* ACTIVITY *
Each entry in the material below should be copied without any alteration.

DATA FOR THE TASK below:

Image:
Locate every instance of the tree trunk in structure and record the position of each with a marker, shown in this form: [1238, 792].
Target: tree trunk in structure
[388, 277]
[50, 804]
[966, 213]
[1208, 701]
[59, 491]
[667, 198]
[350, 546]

End of DATA FOR THE TASK.

* OUTPUT OF THE TASK *
Image:
Locate every instance of the tree trunk in structure and record the position of each with a marker, shown in this form: [1238, 792].
Target: tree trunk in structure
[388, 277]
[50, 804]
[966, 213]
[1208, 701]
[59, 491]
[667, 198]
[350, 546]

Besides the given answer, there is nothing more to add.